▸ TASK GOAL
Return the full listing exactly as it is written.

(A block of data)
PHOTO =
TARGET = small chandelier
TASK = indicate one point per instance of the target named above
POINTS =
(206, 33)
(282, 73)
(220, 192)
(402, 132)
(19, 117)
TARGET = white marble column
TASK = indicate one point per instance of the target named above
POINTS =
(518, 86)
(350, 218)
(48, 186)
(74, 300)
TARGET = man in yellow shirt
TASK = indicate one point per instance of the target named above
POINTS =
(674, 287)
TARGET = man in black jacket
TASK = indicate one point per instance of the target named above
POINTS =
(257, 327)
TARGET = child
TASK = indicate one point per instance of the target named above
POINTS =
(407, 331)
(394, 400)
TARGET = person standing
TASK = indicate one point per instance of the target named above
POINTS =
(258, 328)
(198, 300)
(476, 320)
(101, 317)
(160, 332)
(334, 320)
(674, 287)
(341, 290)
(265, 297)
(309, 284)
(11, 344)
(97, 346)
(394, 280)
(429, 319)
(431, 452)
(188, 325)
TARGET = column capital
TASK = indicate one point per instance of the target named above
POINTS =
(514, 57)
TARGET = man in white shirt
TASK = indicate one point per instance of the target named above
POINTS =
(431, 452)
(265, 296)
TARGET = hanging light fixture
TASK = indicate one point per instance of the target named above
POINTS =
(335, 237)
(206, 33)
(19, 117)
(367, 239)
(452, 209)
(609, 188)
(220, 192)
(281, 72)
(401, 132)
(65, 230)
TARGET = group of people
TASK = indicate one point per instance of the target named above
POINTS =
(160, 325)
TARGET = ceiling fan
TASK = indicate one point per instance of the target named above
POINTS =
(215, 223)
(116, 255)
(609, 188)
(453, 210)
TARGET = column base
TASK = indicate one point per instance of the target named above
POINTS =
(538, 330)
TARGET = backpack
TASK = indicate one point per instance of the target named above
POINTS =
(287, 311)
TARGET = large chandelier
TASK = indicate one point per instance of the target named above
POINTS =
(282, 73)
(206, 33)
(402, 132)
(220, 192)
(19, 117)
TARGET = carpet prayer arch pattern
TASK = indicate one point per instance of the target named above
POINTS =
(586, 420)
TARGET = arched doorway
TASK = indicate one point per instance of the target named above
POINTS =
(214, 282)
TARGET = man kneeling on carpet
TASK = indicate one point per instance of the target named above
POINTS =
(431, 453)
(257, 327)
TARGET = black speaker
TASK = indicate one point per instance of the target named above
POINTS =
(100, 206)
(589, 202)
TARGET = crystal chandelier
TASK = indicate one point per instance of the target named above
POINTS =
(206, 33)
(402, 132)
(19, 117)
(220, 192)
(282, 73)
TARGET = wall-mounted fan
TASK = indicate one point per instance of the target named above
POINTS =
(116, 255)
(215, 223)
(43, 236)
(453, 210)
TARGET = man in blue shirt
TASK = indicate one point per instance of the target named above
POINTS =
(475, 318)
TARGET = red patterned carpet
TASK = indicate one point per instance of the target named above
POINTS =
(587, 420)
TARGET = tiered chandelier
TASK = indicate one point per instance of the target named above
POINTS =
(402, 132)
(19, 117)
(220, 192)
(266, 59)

▸ FINISHED TASK
PHOTO =
TARGET = small chandelier
TASK = indicate one point per instance of the target named above
POINTS =
(206, 33)
(282, 73)
(220, 192)
(402, 132)
(19, 117)
TARGET = white marble column
TASK = indicate one point per instance of the target named above
POINTS =
(518, 86)
(350, 218)
(48, 186)
(74, 300)
TARGET = man in yellow shirt
TASK = indicate one point per instance of the target named above
POINTS =
(674, 287)
TARGET = man in black jacket
TASK = indicate one point per instance of the target named above
POINTS =
(257, 327)
TARGET = child
TASK = indicate one point per instance of the target named above
POINTS =
(407, 331)
(394, 400)
TARGET = person standing
TASK = indicate one point per instance of the target named above
POINTS =
(258, 328)
(198, 300)
(476, 320)
(101, 317)
(160, 332)
(334, 320)
(674, 287)
(341, 290)
(265, 297)
(309, 284)
(11, 344)
(97, 346)
(394, 280)
(429, 319)
(431, 452)
(188, 325)
TARGET = column capital
TASK = indicate one point per instance of the target named above
POINTS =
(514, 57)
TARGET = man in white shirt
TASK = indicate one point per instance of the target named above
POINTS =
(431, 452)
(265, 296)
TARGET = hanging light fixture
TASK = indicate one point per instance of the target named above
POINTS =
(335, 237)
(206, 33)
(19, 117)
(367, 239)
(452, 209)
(609, 188)
(220, 192)
(281, 72)
(401, 132)
(65, 230)
TARGET = group of people
TASK = indicate one point per instance of the target named above
POINTS =
(160, 325)
TARGET = ceiling fan
TASK = indicate one point per instance of the target named above
POINTS =
(215, 223)
(116, 255)
(609, 188)
(453, 210)
TARGET = column base
TASK = indicate one point per instance of the target named above
POINTS =
(538, 330)
TARGET = backpack
TASK = indicate one point per instance of the target named above
POINTS =
(287, 311)
TARGET = large chandelier
TASK = indicate one point per instance of the target named above
POINTS =
(282, 73)
(206, 33)
(402, 132)
(220, 192)
(19, 117)
TARGET = carpet prayer arch pattern
TASK = indicate one point per instance of the target named above
POINTS =
(586, 420)
TARGET = arched doorway
TASK = indicate one point per instance of the target named above
POINTS =
(214, 282)
TARGET = man kneeling on carpet
TASK = indicate one point per instance of the target named above
POINTS =
(431, 453)
(257, 327)
TARGET = black speaker
TASK = indicate one point per instance of the target named above
POINTS =
(100, 206)
(589, 202)
TARGET = crystal chandelier
TASK = indicate one point per instance of the target named above
POINTS =
(206, 33)
(402, 132)
(19, 117)
(220, 192)
(282, 73)
TARGET = wall-mounted fan
TASK = indicate one point per instance of the target named above
POINTS =
(116, 255)
(215, 223)
(43, 236)
(453, 210)
TARGET = man in blue shirt
TASK = indicate one point per instance of the target named above
POINTS =
(475, 318)
TARGET = red patterned carpet
TASK = indicate one point per instance of the target named above
POINTS =
(587, 420)
TARGET = tiered chandelier
TASK = indicate one point per instance of the target named above
POINTS =
(402, 132)
(19, 117)
(220, 192)
(266, 59)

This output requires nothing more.